§ **CONSIGNES DE TRAVAIL**
1 - Reprenez fidèlement le passage de l'article sur l'UPC-MANIDEM, à partir de « Sur la question » et jusqu'à « écrit son patron. » inclus.
2 - Poursuivez l'article sur le message de fin d'année de l'UPC-MANIDEM au-delà de sa dernière phrase.

§ **BLOC DE TEXTE**

▶

L’UPC-MANIDEM encore appelée «UPC DES FIDELES», un parti qui revendique l’héritage authentique des pères fondateurs de la formation nationaliste, a sacrifié à la mode des messages de fin d’année au peuple camerounais. Comme nombre de leaders politiques, son dirigeant, Albert Moutoudou, s’est exprimé. Il a publié sur Internet un texte dans lequel il est longuement revenu sur la situation socio-politique dans le pays. Il a ainsi  attribué au régime Biya la corruption rampante dans le pays, non sans l’accuser de dictature.  

Evoquant la corruption, il est revenu sur les distractions de fonds constatées dans la préparation de la prochaine édition de la  Coupe d’Afrique des Nations de football senior. «Le scandale de la CAN renvoyée on ne sait à quelle date, a résonné comme un verdict prononçant sans appel la faillite de Paul Biya, rendue ainsi évidente à tous», écrit Albert Moutoudou. Il dénonce un  système Biya qui, selon lui, consacre son énergie à «l’invention de formules infinies pour appliquer la maxime qui dit que «la chèvre broute là où elle est attachée».

Pour ce qui concerne la crise au Nord-Ouest et au Sud-Ouest, l’UPC-MANIDEM relève que «le pouvoir RDPC» s’entête dans l’option militaire qui selon son leader «n’a rien donné après quatre longues années de guerre». Il juge les attitudes des belligérant «insupportables». «Depuis le début de cette guerre, l’UPC-MANIDEM préconise la solution politique. C’est à travers le processus politique que naîtra progressivement le climat de détente nécessaire au dialogue et à la paix», rappelle Albert Moutoudou, qui adresse une pique à ceux qui peignent le président camerounais en «nationaliste».

Voici ce qu’il leur rétorque: «Paul Biya nationaliste ? On aura tout entendu ! Sans vouloir remonter à l’époque de sa «formation nationaliste» par Louis-Paul Aujoulat, pouvons-nous au moins rappeler que c’est le même Biya qui revendiquait fièrement d’être le meilleur élève d’un Président français...».

Sur la question de l’alternance, l’UPC-MANIDEM veut un changement pacifique. «Nous disons cependant que la protestation, la contestation et par suite le changement qui en sera l’aboutissement doivent être pacifiques. Nous refusons que notre pays connaisse d’autre violence», écrit son patron.

◀

[Entrées enregistrées]
▶

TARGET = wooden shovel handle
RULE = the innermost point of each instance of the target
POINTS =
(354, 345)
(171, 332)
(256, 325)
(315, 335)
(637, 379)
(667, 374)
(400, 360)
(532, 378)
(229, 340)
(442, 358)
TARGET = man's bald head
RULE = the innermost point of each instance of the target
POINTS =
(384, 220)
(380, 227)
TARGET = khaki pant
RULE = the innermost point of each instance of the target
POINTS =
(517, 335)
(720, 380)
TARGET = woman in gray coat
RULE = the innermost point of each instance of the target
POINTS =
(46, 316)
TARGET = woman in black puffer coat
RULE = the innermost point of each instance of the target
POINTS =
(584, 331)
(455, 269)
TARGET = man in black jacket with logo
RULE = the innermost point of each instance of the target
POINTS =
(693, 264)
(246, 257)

◀

§ **RÉPONSES PAR TÂCHE**
1 -
Sur la question de l’alternance, l’UPC-MANIDEM veut un changement pacifique. «Nous disons cependant que la protestation, la contestation et par suite le changement qui en sera l’aboutissement doivent être pacifiques. Nous refusons que notre pays connaisse d’autre violence», écrit son patron.

2 -
Il pense qu’il faut cesser de penser qu’il y aura un homme providentiel qui, en prenant la place de Biya, apportera le changement dont le pays a besoin. «Non ! Nous devons préparer nous-mêmes ce changement, avant de laisser le pays entre les mains d’un nouveau dirigeant qui sera alors verrouillé par des dispositifs garants de la démocratie, du respect des droits de l’homme, de l’unité et de la souveraineté nationales, de la compétence et de la probité au poste occupé, etc. En en mot, des dispositifs garants du développement et du mieux-être du peuple kamerunais», suggère le responsable upéciste.

 

Voici le texte intégral du message de fin d’année de l’UPC-MANIDEM

 

COMITE DIRECTEUR / STEERING COMMITTEE

 MESSAGE DE FIN D’ANNEE 2020 DE L’UPC-MANIDEM

En décembre 1982, beaucoup de Kamerunais se réjouissaient : 1982 s’en va, 1983 arrive et avec le nouveau Président tout s’éclaircira pour notre pays. Trente-et-huit interminables années plus tard, combien sont-ils à pouvoir dire en ce moment : 2020 s’en va, 2021 arrive, et ça ira mieux avec Paul Biya au pouvoir ?

Le Kamerun va mal !

Or le pire est peut-être devant nous, si la majorité des Kamerunais, aspirant au changement, n’en finit pas avec ce pouvoir dont le triptyque est : corruption, vol et dictature. Le vol et la corruption sont les occupations centrales et intenses d’une classe dirigeante qui s’abrite sous un régime de dictature pour se rendre intouchable. Il en résulte qu’à cause des ruses et des dispositifs à mettre en place pour cacher le vol et la corruption, ces forfaits deviennent une occupation à temps plein, en tel point qu’il ne reste qu’une misérable portion de temps à consacrer aux affaires d’intérêt général. Le scandale de la CAN renvoyée on ne sait à quelle date, a résonné comme un verdict prononçant sans appel la faillite de Paul Biya, rendue ainsi évidente à tous.

Le Kamerun va mal !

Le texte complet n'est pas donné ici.